§ **Problem requirements**
Swap "jacket" for "coat" in the lines of the listing starting at the one containing "Isolate jacket lapel from this picture." and ending at the one containing "[197,226,215,242]", keeping everything else the same. Return only those lines.

§ **Material for this exercise**
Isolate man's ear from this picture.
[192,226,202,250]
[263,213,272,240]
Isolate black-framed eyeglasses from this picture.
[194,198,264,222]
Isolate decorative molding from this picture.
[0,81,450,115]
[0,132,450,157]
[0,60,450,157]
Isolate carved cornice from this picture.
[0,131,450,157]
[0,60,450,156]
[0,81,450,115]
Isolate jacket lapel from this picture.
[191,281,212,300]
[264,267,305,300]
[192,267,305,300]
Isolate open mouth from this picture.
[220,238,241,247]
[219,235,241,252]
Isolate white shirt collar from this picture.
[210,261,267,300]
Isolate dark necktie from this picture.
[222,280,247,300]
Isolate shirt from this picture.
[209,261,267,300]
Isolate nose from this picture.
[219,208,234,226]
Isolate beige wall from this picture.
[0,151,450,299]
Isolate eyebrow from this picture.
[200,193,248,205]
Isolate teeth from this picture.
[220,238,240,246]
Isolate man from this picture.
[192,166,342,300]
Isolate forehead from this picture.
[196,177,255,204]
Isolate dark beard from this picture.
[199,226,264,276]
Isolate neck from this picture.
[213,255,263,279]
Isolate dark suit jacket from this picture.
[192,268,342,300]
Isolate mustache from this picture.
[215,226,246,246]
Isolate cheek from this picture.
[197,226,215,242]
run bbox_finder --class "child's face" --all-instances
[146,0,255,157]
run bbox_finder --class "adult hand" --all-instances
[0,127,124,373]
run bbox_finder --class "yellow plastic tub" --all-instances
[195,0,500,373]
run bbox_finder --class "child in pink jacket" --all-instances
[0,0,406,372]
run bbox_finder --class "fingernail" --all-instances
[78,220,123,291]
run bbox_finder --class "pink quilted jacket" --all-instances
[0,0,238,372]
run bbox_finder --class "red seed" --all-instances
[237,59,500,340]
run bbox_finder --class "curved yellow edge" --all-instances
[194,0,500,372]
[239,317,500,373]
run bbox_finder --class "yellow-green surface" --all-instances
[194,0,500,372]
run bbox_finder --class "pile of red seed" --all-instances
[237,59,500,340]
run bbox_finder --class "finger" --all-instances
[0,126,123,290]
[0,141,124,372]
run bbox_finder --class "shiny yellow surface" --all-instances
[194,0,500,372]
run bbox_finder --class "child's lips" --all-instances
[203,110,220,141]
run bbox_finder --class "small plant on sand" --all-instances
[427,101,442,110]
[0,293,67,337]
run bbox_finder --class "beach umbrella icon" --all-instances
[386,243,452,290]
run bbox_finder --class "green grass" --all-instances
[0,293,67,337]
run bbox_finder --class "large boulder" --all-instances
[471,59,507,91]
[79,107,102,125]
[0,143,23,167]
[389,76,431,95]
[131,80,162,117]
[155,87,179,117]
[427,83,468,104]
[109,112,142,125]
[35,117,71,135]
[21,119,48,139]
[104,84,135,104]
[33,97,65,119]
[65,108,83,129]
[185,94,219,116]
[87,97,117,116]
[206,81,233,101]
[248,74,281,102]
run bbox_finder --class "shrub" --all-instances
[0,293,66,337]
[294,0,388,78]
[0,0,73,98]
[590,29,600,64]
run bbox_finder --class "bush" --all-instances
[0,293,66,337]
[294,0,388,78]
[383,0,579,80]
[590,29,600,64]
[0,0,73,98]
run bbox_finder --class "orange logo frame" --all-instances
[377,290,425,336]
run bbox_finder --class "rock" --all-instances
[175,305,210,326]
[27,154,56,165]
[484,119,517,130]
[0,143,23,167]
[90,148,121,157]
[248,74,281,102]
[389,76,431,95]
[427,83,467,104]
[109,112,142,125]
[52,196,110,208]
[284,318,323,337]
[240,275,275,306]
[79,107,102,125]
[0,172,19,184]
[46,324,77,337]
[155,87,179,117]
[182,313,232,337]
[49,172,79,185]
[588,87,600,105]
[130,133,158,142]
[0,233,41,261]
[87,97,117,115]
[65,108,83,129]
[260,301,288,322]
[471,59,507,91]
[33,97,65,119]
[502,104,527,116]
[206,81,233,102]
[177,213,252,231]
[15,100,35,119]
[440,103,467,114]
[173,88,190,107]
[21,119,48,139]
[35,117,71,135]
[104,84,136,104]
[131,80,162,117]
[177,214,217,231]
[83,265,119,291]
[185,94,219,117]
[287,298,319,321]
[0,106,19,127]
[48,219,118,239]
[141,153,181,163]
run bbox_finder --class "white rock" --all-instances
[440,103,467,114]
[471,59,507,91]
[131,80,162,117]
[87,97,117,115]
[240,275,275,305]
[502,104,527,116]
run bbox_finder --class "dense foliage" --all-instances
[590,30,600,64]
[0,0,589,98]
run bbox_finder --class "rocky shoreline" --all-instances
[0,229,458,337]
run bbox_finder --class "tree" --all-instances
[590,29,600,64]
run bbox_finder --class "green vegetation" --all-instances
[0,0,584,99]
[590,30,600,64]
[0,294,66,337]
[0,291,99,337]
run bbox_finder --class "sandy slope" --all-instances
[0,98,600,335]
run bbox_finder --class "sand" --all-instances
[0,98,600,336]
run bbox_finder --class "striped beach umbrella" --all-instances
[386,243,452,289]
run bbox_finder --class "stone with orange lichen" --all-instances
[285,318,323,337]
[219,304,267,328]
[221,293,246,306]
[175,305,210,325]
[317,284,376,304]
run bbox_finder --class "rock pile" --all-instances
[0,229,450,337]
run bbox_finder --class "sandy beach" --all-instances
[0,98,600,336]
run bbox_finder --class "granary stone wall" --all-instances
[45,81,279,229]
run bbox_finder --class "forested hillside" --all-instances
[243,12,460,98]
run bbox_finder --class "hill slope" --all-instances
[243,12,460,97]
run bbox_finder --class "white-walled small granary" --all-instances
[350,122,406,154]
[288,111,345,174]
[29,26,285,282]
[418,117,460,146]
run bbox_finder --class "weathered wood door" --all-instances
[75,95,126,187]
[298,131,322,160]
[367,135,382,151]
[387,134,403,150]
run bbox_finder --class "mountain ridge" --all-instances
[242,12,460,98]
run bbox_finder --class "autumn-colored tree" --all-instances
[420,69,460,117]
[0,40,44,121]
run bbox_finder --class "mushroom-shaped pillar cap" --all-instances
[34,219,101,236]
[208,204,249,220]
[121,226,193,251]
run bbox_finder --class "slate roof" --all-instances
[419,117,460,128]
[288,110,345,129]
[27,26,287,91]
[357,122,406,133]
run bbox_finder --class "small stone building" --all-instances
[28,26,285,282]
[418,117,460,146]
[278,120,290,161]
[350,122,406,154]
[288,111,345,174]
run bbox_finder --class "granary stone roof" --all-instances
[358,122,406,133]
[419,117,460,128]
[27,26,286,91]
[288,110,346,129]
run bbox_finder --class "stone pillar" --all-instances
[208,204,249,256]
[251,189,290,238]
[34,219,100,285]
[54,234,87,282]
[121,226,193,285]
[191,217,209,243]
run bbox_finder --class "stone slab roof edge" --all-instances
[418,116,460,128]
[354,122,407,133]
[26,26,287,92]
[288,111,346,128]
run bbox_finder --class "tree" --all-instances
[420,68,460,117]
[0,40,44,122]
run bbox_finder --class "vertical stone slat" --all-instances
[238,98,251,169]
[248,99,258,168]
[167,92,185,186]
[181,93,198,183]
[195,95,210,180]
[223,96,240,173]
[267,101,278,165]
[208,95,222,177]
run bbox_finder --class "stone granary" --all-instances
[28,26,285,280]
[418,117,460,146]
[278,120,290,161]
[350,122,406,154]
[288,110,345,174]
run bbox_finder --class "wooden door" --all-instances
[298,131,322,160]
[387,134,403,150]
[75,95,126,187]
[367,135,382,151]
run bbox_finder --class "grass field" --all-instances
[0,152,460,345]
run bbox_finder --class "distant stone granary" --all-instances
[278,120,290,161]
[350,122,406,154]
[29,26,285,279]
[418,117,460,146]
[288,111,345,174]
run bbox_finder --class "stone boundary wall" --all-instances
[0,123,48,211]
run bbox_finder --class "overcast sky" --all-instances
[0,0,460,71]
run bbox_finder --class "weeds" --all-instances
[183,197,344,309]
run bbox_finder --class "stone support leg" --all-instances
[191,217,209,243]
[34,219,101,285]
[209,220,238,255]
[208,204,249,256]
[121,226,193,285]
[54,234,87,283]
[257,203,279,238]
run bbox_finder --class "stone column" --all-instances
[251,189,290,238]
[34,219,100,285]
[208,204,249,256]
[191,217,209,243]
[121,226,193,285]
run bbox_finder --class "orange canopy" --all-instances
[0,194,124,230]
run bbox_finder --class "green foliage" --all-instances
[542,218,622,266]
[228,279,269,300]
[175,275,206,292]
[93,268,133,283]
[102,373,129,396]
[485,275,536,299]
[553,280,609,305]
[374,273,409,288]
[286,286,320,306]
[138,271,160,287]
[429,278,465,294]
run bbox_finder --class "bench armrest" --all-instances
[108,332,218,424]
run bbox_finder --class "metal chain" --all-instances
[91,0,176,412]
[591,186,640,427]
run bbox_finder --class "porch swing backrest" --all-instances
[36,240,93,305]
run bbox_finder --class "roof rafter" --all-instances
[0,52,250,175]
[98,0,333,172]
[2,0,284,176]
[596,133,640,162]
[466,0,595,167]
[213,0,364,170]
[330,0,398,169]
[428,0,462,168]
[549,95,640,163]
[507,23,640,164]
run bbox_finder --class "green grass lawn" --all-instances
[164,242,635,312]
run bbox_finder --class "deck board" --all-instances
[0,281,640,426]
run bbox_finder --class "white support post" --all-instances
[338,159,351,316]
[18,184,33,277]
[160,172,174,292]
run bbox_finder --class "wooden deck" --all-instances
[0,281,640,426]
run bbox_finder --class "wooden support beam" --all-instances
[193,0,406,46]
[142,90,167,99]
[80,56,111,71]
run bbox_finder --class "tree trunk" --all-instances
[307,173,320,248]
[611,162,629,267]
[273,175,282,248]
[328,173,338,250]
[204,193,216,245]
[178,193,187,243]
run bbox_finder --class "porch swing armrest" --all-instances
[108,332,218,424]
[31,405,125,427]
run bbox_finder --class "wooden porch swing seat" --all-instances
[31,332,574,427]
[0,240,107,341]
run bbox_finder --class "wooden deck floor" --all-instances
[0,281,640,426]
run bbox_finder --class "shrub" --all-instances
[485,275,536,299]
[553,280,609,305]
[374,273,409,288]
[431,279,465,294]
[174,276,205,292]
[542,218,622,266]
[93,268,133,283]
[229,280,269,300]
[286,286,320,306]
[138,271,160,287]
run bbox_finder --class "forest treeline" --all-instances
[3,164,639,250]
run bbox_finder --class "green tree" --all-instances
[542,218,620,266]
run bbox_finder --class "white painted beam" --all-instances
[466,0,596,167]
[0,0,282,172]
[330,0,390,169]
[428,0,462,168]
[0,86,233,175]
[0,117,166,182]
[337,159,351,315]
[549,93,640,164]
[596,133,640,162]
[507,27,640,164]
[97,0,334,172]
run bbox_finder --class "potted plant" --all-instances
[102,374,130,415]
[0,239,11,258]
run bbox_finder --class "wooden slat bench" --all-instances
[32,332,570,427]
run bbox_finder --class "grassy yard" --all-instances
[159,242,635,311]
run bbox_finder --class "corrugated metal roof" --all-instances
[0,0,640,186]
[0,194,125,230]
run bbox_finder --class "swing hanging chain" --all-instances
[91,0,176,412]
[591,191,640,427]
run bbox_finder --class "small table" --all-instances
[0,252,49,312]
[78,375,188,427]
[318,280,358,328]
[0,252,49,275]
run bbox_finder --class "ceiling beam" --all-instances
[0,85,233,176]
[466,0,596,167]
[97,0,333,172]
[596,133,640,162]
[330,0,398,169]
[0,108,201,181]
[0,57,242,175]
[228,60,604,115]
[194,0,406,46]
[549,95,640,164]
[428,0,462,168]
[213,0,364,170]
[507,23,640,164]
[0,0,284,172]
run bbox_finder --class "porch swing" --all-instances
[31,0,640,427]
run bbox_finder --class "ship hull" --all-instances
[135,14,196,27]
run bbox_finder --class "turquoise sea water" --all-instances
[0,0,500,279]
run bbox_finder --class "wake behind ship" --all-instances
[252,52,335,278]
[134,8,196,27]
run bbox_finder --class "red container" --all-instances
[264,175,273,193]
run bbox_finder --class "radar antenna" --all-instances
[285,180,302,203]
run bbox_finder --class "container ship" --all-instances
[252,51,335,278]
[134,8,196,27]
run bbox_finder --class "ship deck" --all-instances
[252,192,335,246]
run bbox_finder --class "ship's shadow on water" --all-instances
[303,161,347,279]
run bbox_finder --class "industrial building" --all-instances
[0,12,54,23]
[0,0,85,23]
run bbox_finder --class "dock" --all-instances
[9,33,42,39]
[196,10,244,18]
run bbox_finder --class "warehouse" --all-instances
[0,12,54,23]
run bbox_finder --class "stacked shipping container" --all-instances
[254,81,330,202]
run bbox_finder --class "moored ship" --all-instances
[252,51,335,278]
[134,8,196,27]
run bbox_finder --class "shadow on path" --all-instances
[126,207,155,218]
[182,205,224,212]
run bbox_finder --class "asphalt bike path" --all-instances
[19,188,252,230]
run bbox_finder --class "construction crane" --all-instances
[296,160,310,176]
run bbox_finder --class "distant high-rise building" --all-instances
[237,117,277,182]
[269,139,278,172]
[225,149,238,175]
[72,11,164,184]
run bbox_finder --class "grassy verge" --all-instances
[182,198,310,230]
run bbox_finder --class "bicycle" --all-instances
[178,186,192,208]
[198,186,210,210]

§ **Solution to this problem**
Isolate coat lapel from this picture.
[191,281,212,300]
[264,267,305,300]
[192,267,305,300]
Isolate open mouth from this picture.
[220,238,241,247]
[219,235,241,252]
Isolate white shirt collar from this picture.
[210,261,267,300]
Isolate dark necktie from this picture.
[222,280,247,300]
Isolate shirt from this picture.
[209,261,267,300]
Isolate nose from this picture.
[219,208,234,226]
Isolate beige wall from this picture.
[0,151,450,299]
Isolate eyebrow from this picture.
[200,193,248,205]
Isolate teeth from this picture.
[220,238,240,246]
Isolate man from this picture.
[192,166,342,300]
Isolate forehead from this picture.
[196,177,255,204]
Isolate dark beard from this picture.
[199,226,264,276]
Isolate neck from this picture.
[213,255,263,279]
Isolate dark suit coat from this picture.
[192,268,342,300]
Isolate mustache from this picture.
[215,226,246,246]
Isolate cheek from this picture.
[197,226,215,242]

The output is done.